--- Zadanie 1 ---
Przeskaluj rekordy, zaczynając od wiersza z „As a warehouse robot's perception module, locate sponsor”, a kończąc na wierszu z „354, 276, 372, 301”. Przepisz je w całości, a każdą współrzędną ramki pomnóż przez 2,4 i zaokrąglij do liczby całkowitej, połówki w górę.

--- Fragment wpisu ---
Italia’22: dzień 1, czyli nie lecimy na Sardynię

Już od dłuższego czasu byłem mega napalony na Sardynię i zdecydowałem, że chcę obrać ten kierunek za swój najbliższy cel urlopowy (no bo po 2 latach nieróbstwa wróciłem do pracy, więc znów 'celebruję’ urlopy). Termin ustalony, ogólna logistyka lotów też, wstępne rozeznanie w mapie wyspy zrobione, to wypadałoby jeszcze ogarnąć jakieś auto na miejscu. Zaczynam grzebać w systemach rezerwacyjnych i wychodzi, że najtańszą Pandę albo innego Forda Ka mogę mieć na tydzień za lekko poniżej 1000 EUR, oczywiście bez full insurance i innych „luksusów”. Niestety, boleśnie grilluje to moją wewnętrzną cebulę – liczyłem raczej na wydatek rzędu 1500 polskich cebulionów, ale okazuje się, że ostatnio w Italii komuś odfrunął sufit (albo właśnie spadł na łeb?) jeśli chodzi o ceny wynajmu aut w cieplejszych miesiącach i moje serduszko się na to nie godzi. Tym sposobem pragnę poinformować, że pamiętników z Sardynii póki co nie będzie, ale dalej będą Włochy, później może nawet morze, tyle że bez auta, co nawet wpisze się we współczesne eko trendy (jeśli umówimy się na przemilczenie lotów do/z Warszawy ofkorz).

--- Podane rekordy ---
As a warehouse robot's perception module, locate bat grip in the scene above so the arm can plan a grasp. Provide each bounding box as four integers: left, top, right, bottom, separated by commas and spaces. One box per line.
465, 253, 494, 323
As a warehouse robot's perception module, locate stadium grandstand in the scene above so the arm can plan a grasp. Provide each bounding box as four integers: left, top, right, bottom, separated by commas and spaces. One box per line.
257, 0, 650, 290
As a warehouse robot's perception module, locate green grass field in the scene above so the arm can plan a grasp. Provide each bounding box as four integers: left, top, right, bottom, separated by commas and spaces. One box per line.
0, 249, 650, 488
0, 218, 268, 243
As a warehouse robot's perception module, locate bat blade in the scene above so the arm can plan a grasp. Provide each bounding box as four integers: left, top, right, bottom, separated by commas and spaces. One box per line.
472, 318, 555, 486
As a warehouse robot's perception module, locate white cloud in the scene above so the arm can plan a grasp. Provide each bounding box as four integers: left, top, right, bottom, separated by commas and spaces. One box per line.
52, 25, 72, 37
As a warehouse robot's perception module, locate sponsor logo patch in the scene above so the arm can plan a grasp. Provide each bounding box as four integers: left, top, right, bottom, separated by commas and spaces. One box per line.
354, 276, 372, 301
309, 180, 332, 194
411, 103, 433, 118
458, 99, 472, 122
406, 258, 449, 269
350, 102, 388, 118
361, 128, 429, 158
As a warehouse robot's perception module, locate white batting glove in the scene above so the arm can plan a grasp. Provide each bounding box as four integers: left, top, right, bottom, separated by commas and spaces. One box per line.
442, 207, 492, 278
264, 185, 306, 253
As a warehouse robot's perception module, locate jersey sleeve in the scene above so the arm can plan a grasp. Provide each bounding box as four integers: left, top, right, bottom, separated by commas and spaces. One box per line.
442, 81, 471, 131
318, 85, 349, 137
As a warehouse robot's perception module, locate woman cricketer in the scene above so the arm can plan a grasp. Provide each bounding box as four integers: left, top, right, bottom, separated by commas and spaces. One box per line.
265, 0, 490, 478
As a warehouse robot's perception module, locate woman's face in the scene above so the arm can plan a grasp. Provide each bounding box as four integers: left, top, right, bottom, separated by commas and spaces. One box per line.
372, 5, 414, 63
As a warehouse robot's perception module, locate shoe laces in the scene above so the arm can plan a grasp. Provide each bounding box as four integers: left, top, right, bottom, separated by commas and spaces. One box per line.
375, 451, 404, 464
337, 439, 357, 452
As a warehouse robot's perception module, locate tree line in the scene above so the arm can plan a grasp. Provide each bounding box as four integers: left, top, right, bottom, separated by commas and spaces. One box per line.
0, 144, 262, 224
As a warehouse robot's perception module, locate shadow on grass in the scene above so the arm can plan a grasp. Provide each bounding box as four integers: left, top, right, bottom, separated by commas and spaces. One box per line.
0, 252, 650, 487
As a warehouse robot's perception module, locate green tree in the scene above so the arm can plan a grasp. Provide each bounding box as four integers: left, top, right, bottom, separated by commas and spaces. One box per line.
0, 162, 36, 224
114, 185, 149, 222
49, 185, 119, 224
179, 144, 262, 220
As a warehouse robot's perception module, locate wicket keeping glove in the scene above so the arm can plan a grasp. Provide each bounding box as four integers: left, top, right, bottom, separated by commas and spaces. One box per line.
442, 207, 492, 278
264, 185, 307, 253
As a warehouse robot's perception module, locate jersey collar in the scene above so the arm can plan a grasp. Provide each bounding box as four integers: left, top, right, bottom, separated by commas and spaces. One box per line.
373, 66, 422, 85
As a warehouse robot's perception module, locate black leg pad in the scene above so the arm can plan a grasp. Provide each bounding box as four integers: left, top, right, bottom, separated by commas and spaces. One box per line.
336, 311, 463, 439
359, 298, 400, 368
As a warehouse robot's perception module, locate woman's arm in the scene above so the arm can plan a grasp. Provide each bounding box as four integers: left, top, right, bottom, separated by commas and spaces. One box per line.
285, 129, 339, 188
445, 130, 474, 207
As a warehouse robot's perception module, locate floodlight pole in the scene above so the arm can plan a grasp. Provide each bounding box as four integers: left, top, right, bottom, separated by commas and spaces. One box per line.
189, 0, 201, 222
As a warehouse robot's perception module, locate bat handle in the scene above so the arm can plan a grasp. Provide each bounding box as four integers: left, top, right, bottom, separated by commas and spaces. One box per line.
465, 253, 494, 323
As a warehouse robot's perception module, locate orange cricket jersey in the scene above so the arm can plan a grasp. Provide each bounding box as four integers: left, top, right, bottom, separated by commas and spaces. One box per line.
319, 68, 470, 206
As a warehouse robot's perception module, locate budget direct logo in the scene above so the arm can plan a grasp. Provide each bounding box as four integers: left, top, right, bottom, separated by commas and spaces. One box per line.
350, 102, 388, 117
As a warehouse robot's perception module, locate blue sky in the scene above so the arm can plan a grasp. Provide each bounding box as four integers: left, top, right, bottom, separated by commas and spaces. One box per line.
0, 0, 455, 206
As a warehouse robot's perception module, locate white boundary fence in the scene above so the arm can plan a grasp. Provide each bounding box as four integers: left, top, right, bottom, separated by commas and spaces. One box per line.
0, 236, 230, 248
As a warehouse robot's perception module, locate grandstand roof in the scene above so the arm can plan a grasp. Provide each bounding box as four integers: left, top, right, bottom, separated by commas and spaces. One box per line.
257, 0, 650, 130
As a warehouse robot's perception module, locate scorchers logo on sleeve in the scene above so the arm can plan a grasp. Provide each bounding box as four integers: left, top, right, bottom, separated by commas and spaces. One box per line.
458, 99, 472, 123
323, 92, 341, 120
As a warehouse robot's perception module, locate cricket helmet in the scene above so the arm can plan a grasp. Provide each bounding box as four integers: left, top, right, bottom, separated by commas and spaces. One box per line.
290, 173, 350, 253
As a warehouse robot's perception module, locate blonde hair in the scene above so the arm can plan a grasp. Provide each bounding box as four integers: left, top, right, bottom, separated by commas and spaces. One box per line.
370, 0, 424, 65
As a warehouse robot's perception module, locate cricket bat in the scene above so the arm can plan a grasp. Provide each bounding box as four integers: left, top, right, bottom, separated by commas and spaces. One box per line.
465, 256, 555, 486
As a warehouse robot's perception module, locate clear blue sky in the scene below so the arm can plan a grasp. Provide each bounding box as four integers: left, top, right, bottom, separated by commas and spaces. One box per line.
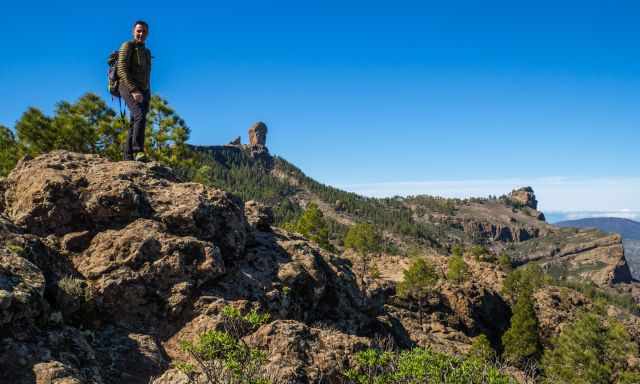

--- Zadanie 2 ---
Czy te zdania zgadzają się z wpisem o Sardynii? (a) Najtańsze auto na tydzień kosztowało nieco ponad 1000 EUR. (b) Autor wrócił do pracy po dwóch latach przerwy. (c) We wpisie zapowiedziano pamiętniki z Sardynii. Przy każdym odpowiedz tak lub nie i dosłownie przytocz rozstrzygające słowa wpisu.

--- Rozwiązanie 1 ---
As a warehouse robot's perception module, locate sponsor logo patch in the scene above so the arm can plan a grasp. Provide each bounding box as four integers: left, top, right, bottom, separated by commas and spaces. One box per line.
850, 662, 893, 722

--- Rozwiązanie 2 ---
(a) Nie: „za lekko poniżej 1000 EUR”.
(b) Tak: „po 2 latach nieróbstwa wróciłem do pracy”.
(c) Nie: „pamiętników z Sardynii póki co nie będzie”.